##### Data rows
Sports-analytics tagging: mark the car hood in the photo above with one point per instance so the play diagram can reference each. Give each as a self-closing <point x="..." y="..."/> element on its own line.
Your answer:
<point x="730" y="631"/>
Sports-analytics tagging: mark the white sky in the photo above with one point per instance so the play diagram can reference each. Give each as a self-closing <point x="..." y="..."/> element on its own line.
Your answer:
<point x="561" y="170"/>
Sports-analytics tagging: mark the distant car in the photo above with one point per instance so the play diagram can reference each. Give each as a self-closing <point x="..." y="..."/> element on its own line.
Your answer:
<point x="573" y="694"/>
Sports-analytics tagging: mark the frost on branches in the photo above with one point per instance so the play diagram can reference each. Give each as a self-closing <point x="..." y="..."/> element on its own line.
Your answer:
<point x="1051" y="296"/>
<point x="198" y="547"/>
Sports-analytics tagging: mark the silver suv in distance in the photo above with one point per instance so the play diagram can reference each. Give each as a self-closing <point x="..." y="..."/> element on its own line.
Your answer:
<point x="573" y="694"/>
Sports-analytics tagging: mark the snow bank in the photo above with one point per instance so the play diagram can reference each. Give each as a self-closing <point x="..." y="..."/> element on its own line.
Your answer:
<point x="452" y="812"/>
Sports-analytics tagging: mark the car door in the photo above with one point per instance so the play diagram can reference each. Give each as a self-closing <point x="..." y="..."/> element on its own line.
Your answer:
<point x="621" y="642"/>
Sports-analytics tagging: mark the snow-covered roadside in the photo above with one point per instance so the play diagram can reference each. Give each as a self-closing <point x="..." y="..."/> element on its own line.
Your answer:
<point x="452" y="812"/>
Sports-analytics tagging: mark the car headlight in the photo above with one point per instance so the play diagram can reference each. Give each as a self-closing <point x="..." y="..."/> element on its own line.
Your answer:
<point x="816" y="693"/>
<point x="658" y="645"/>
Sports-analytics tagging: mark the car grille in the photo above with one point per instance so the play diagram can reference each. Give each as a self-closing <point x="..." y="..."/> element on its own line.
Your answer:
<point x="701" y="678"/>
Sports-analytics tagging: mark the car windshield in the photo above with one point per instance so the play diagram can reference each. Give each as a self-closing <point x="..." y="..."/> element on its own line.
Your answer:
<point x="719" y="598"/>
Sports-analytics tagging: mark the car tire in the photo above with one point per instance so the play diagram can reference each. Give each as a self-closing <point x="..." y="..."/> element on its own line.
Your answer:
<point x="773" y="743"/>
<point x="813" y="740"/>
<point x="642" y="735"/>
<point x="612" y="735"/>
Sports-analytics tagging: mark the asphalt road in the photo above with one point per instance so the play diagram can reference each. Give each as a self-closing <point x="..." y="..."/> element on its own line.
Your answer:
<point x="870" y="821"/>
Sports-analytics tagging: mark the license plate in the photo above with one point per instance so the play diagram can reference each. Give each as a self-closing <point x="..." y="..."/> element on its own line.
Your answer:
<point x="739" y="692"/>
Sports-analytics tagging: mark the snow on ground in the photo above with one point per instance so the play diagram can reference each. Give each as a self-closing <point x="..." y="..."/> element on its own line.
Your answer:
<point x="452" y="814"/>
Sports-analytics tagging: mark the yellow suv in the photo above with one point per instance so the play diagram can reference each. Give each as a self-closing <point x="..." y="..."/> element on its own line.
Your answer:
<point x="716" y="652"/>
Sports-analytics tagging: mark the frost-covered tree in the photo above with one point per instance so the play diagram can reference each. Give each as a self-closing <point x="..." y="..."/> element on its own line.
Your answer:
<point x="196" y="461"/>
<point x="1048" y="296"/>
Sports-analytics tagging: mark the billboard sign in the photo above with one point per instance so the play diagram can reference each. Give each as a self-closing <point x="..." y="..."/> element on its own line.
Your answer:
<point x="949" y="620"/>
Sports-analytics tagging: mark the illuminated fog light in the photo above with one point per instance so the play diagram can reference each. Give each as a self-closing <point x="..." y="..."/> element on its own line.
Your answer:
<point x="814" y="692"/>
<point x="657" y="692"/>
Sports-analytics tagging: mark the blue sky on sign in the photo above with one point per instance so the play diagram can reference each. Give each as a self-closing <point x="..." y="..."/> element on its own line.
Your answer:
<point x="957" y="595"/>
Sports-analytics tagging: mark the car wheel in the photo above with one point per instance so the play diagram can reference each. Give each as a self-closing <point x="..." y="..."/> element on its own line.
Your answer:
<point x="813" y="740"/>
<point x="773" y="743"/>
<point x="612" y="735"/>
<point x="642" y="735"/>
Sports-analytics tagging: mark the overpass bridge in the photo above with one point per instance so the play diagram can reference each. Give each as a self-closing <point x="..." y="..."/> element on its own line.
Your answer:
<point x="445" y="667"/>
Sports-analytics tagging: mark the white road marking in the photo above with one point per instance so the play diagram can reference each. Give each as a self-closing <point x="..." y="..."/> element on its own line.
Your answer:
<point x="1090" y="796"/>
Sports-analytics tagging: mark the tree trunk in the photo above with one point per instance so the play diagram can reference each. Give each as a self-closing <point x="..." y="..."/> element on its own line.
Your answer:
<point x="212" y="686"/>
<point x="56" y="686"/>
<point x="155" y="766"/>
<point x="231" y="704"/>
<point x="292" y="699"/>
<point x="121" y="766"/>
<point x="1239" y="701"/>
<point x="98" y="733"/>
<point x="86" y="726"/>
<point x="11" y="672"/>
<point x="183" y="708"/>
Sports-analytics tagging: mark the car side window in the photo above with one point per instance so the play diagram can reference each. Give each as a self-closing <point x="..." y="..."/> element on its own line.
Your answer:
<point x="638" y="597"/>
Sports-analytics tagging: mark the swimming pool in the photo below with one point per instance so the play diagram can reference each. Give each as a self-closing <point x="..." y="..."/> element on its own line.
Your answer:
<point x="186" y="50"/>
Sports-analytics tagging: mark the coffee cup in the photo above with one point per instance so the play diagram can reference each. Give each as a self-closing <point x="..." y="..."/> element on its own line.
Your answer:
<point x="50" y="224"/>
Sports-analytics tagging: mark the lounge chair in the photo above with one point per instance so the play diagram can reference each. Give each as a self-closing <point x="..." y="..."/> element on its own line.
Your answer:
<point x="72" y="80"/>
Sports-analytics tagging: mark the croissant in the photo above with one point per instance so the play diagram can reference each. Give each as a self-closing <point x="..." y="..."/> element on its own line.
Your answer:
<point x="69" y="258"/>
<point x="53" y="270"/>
##########
### Exercise requirements
Reproduce the full listing word for word.

### Final answer
Sports-analytics tagging: mark the car hood in the photo above with one point per instance so the play diagram can reference each. Give each as a self-closing <point x="..." y="..."/> element on its own line.
Your answer:
<point x="730" y="631"/>
Sports-analytics tagging: mark the white sky in the photo above with one point per instance so the play diagram can reference each. Give each as a self-closing <point x="..." y="..."/> element on its own line.
Your answer:
<point x="561" y="170"/>
Sports-analytics tagging: mark the distant car in the photo above with one point per instance so the play diagram can reference each. Give each as a self-closing <point x="..." y="..."/> element on its own line.
Your answer:
<point x="573" y="694"/>
Sports-analytics tagging: mark the frost on branches in the photo above with one point per instance so the play diagram can reference each. Give each as a self-closing <point x="..." y="..."/> element on its own line.
Your answer:
<point x="1051" y="296"/>
<point x="198" y="547"/>
Sports-analytics tagging: mark the silver suv in distance in the photo above with one point per instance so the play diagram can reference each. Give each as a self-closing <point x="..." y="..."/> element on its own line.
Your answer:
<point x="573" y="694"/>
Sports-analytics tagging: mark the snow bank in the photo above with one point per instance so the play diagram can reference each. Give each as a self-closing <point x="..." y="..."/> element on its own line.
Your answer:
<point x="452" y="812"/>
Sports-analytics tagging: mark the car door in the photo above with one point per instance so the play diagram can reference each. Give each as a self-closing <point x="..." y="..."/> element on its own line.
Your answer:
<point x="621" y="642"/>
Sports-analytics tagging: mark the snow-covered roadside in the photo above with one point per instance so the play diagram can reference each. Give each as a self-closing <point x="..." y="..."/> element on its own line.
Your answer:
<point x="452" y="812"/>
Sports-analytics tagging: mark the car headlight in the photo above with one point per instance so the play diagram can reference each. Give each as a self-closing <point x="..." y="..."/> element on its own line.
Your answer:
<point x="816" y="693"/>
<point x="658" y="645"/>
Sports-analytics tagging: mark the car grille in the photo above with one point per instance so the play diagram can reference each. Give each as a self-closing <point x="..." y="..."/> element on its own line.
Your answer:
<point x="701" y="678"/>
Sports-analytics tagging: mark the car windshield in the photo above with one point per instance so the play diagram can reference each. Give each as a self-closing <point x="..." y="..."/> element on its own line.
Your answer:
<point x="719" y="598"/>
Sports-analytics tagging: mark the car tire in the photo above with one point per instance so the play diagram can reference each. Give each as a self-closing <point x="..." y="..."/> element on its own line.
Your answer:
<point x="773" y="743"/>
<point x="813" y="740"/>
<point x="642" y="735"/>
<point x="612" y="735"/>
Sports-analytics tagging: mark the asphalt road in the photo above with one point per instance so the play diagram can reference each. Give each as a self-closing <point x="..." y="..."/> element on its own line.
Your answer:
<point x="870" y="821"/>
Sports-analytics tagging: mark the license plate in the photo above with one point per instance so the play diagram can reference each. Give each as a self-closing <point x="..." y="..."/> element on its own line.
Your answer:
<point x="739" y="692"/>
Sports-analytics tagging: mark the snow on ground in the photo above with one point per instance so the play diagram can reference each. Give each as a self-closing <point x="..." y="..."/> element on its own line.
Your answer:
<point x="452" y="814"/>
Sports-analytics tagging: mark the yellow suv in the photo above with one point per instance so the play diagram can reference each. Give each as a self-closing <point x="..." y="..."/> element on its own line.
Your answer:
<point x="716" y="652"/>
Sports-analytics tagging: mark the frost-covered tree in the photo above with one point per instance so the play diagram can reference each. Give each as a self-closing <point x="..." y="..."/> element on its own line.
Your answer:
<point x="196" y="461"/>
<point x="1048" y="296"/>
Sports-analytics tagging: mark the billboard sign in the photo above with one point per instance so the play diagram can reference each. Give each as a self-closing <point x="..." y="..."/> element on its own line.
Your answer:
<point x="949" y="620"/>
Sports-analytics tagging: mark the illuminated fog light in the photo above with one point per instance so the play diagram can reference each. Give each as a self-closing <point x="..." y="..."/> element on its own line.
Your answer:
<point x="814" y="692"/>
<point x="657" y="692"/>
Sports-analytics tagging: mark the blue sky on sign in the photo above with one point per instance so the play diagram can reference each. Give each as a self-closing <point x="..." y="..."/> element on its own line.
Your answer:
<point x="957" y="595"/>
Sports-analytics tagging: mark the car wheel in the photo above with one point per instance so the play diagram can reference each. Give each as a self-closing <point x="..." y="..."/> element on its own line.
Your answer:
<point x="813" y="740"/>
<point x="773" y="743"/>
<point x="612" y="735"/>
<point x="642" y="735"/>
Sports-analytics tagging: mark the overpass bridge in the photo above with one point per instance so the play diagram can reference each. Give each as a self-closing <point x="..." y="..."/> element on its own line.
Your answer:
<point x="445" y="667"/>
Sports-analytics tagging: mark the white road marking in the photo above with one point per instance so the play diagram can reference each. Give each as a self-closing <point x="..." y="..."/> element on its own line.
Your answer:
<point x="1090" y="796"/>
Sports-analytics tagging: mark the tree trunk in the photo above with one point per instance so the play diagram can reference each. Give each as a self-closing <point x="..." y="..."/> element on its own line.
Your answer:
<point x="212" y="686"/>
<point x="56" y="686"/>
<point x="155" y="766"/>
<point x="231" y="704"/>
<point x="292" y="699"/>
<point x="121" y="766"/>
<point x="1239" y="701"/>
<point x="98" y="733"/>
<point x="86" y="726"/>
<point x="11" y="672"/>
<point x="183" y="708"/>
Sports-analytics tagging: mark the car side window in the photo above with one point per instance so the play diagram can reference each. Give each as a self-closing <point x="..." y="..."/> element on its own line.
Your answer:
<point x="638" y="597"/>
Sports-analytics tagging: mark the swimming pool in the photo below with one point per instance so the play diagram can reference each. Give each as a self-closing <point x="..." y="..."/> element on its own line.
Your answer:
<point x="186" y="50"/>
Sports-analytics tagging: mark the coffee cup in the photo above with one point per instance so the play diagram can reference each. Give each as a self-closing <point x="..." y="..."/> element on its own line.
Your answer:
<point x="50" y="224"/>
Sports-analytics tagging: mark the lounge chair in the photo above with one point per instance so the play diagram can reference each. Give each as a self-closing <point x="..." y="..."/> element on its own line.
Your answer:
<point x="72" y="80"/>
Sports-analytics tagging: mark the croissant in the photo above with one point per instance so the play diagram can reference each. Give each as a self-closing <point x="..." y="..."/> element on its own line.
Your answer:
<point x="69" y="258"/>
<point x="53" y="270"/>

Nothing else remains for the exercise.